[[ DATA SHOWN open ]]

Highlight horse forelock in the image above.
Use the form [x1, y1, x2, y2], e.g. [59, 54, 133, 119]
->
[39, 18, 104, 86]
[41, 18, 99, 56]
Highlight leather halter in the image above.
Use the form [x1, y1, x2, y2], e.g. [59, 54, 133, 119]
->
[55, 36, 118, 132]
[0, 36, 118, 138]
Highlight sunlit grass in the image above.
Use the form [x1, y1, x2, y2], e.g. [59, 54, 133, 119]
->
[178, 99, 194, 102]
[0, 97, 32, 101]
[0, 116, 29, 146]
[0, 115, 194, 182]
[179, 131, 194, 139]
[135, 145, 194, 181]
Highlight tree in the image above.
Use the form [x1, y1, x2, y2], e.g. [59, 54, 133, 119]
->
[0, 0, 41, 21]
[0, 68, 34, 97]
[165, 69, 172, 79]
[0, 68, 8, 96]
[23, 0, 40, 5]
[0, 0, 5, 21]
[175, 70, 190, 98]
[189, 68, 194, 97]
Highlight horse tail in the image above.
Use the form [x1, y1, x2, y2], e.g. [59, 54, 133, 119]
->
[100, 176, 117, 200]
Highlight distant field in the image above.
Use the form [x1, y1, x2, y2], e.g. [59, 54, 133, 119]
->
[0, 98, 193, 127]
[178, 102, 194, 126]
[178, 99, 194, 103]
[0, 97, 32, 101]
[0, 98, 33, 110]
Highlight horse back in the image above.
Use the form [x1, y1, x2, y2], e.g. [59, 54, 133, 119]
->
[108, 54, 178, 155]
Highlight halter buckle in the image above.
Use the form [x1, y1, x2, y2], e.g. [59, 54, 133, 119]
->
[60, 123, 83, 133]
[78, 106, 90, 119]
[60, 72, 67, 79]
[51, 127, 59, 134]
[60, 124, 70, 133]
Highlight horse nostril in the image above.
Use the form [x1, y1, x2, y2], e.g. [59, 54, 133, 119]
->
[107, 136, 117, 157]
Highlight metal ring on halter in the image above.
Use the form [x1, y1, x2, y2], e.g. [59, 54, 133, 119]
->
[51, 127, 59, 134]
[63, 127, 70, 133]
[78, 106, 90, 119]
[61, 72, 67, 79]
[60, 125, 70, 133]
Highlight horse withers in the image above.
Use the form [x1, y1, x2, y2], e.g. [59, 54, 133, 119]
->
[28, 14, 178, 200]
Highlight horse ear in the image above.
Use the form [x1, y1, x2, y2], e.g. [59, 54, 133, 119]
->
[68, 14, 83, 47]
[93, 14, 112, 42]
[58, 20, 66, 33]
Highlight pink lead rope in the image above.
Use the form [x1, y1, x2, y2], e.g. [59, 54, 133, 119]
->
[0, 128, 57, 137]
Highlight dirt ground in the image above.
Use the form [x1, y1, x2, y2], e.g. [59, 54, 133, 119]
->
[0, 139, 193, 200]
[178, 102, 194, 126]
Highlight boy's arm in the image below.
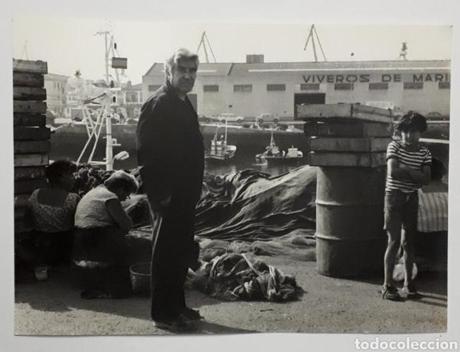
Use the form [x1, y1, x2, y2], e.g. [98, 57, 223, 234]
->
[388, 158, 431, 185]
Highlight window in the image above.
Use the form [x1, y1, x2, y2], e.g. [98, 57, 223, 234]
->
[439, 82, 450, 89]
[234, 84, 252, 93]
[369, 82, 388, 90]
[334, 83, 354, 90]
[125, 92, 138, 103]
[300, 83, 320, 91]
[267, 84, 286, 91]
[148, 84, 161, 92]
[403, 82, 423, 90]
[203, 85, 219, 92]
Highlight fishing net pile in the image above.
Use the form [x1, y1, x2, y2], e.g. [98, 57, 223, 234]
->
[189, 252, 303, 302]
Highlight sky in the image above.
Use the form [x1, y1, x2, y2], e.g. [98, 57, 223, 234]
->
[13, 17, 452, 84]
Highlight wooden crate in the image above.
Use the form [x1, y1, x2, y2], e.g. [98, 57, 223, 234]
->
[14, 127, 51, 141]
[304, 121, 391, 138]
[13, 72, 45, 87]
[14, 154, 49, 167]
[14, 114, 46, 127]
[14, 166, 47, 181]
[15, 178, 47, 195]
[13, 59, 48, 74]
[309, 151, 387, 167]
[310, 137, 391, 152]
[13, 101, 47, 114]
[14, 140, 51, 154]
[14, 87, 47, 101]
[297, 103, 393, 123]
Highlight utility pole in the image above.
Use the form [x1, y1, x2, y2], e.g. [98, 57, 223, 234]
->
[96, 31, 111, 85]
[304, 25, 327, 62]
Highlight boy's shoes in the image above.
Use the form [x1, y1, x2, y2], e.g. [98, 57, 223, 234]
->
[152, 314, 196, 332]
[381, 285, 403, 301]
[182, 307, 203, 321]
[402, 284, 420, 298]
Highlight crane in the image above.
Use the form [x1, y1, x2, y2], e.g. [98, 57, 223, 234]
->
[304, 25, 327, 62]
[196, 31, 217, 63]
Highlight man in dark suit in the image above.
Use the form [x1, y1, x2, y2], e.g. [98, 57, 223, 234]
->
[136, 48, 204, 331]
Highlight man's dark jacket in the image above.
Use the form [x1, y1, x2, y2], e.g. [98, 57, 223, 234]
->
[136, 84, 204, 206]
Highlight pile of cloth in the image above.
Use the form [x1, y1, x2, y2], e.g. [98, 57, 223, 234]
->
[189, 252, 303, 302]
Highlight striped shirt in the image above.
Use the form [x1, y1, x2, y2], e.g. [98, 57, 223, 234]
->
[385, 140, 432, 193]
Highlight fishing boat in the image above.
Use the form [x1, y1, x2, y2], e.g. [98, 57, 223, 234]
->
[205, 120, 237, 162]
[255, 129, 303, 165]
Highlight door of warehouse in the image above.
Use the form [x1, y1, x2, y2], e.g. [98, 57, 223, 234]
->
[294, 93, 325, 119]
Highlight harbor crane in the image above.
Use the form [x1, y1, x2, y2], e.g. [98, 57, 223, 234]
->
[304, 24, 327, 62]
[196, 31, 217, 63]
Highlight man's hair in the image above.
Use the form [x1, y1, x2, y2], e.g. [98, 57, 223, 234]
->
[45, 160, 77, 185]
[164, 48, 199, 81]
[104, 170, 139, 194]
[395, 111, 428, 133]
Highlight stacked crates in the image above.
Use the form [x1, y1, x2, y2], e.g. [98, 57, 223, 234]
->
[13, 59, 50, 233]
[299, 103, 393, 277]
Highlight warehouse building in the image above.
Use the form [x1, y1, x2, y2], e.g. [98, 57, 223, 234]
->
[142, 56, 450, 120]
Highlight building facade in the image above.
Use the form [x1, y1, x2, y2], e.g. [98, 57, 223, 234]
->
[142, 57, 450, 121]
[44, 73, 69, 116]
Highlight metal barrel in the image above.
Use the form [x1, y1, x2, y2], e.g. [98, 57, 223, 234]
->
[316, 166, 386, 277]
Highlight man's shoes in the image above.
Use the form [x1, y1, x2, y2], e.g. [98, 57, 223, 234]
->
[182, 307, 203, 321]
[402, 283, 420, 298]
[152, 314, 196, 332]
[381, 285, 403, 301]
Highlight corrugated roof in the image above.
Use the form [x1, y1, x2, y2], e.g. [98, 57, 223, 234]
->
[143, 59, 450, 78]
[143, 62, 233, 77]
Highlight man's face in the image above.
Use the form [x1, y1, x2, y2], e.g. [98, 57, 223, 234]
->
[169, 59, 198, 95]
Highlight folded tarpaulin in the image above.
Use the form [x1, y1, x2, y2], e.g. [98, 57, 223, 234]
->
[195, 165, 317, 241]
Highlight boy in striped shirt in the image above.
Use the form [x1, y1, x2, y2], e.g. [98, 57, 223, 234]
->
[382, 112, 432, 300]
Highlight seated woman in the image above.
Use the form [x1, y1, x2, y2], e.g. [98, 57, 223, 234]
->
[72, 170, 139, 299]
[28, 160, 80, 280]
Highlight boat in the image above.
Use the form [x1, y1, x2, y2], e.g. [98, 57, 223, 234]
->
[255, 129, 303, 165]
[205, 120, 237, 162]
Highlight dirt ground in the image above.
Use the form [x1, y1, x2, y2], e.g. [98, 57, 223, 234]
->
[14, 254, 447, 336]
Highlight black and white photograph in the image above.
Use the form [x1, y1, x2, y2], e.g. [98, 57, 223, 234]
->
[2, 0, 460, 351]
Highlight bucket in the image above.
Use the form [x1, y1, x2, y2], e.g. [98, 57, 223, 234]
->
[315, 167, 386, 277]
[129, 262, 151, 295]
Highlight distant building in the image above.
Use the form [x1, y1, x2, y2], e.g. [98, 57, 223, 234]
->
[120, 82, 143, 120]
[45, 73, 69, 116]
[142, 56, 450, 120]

[[ DATA SHOWN closed ]]

*PROBLEM DESCRIPTION*: Show every line above in which the word "shoes" is found.

*EXPECTED OUTPUT*:
Highlight boy's shoes in the image above.
Highlight man's shoes in the image above.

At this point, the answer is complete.